#### Task
Set the data down again, exactly as it reads, but without the pictures.

-------- Exercise data --------

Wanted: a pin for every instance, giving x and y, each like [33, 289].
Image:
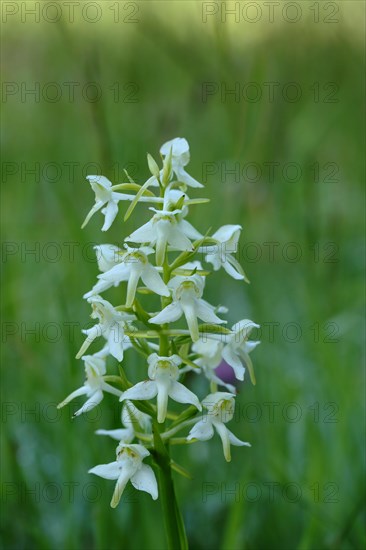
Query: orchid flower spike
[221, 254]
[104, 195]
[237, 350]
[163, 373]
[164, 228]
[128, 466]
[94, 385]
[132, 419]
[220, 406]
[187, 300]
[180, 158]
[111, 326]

--------

#### Exercise solution
Wanted: a pin for every instance, giving x and y, each like [33, 289].
Image:
Query: orchid flower spike
[221, 254]
[104, 195]
[237, 350]
[163, 373]
[164, 228]
[128, 466]
[94, 385]
[132, 419]
[220, 406]
[187, 300]
[180, 158]
[111, 326]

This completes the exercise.